-------- Data for the task --------

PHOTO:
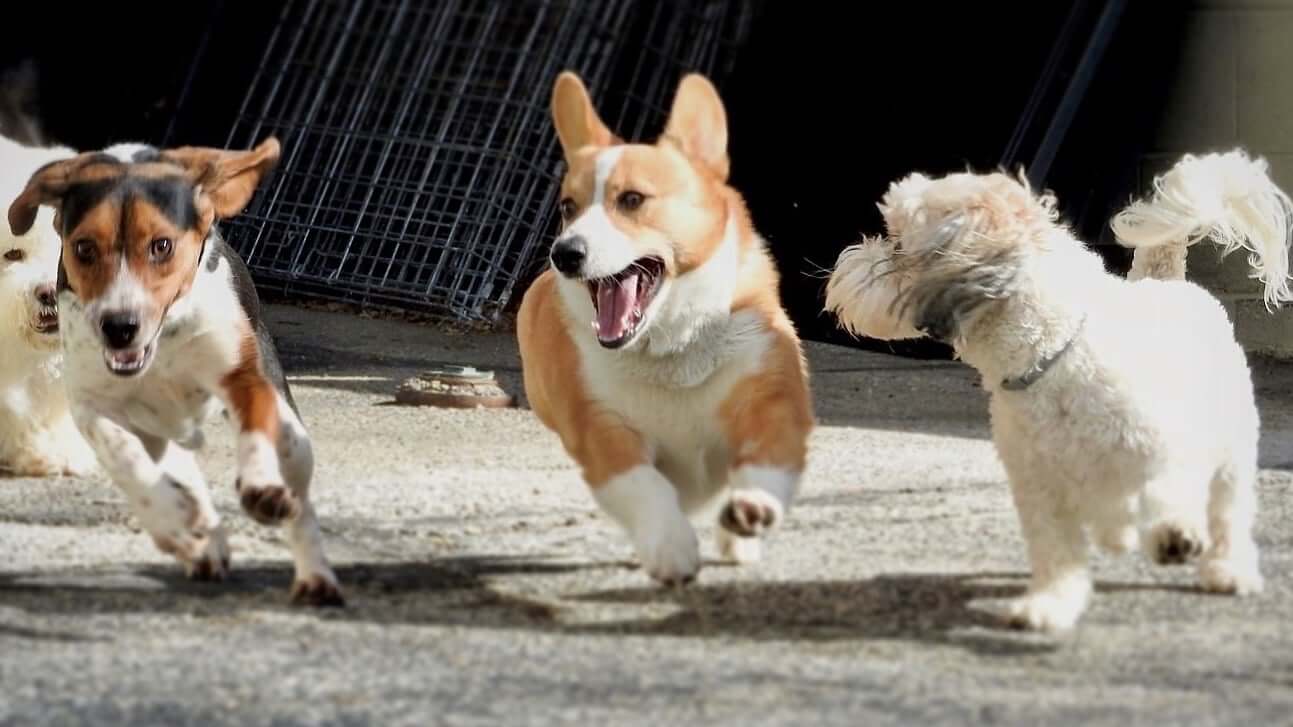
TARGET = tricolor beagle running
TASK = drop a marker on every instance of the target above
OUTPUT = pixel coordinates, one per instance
(160, 327)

--------

§ **Exercise goal**: Would you transcribe all of the data exactly, apart from its pictures?

§ **Problem solution**:
PHOTO:
TARGET = tricolor beagle running
TASK = drop a marker on every instance of the target above
OUTPUT = pixel coordinates, one per instance
(160, 327)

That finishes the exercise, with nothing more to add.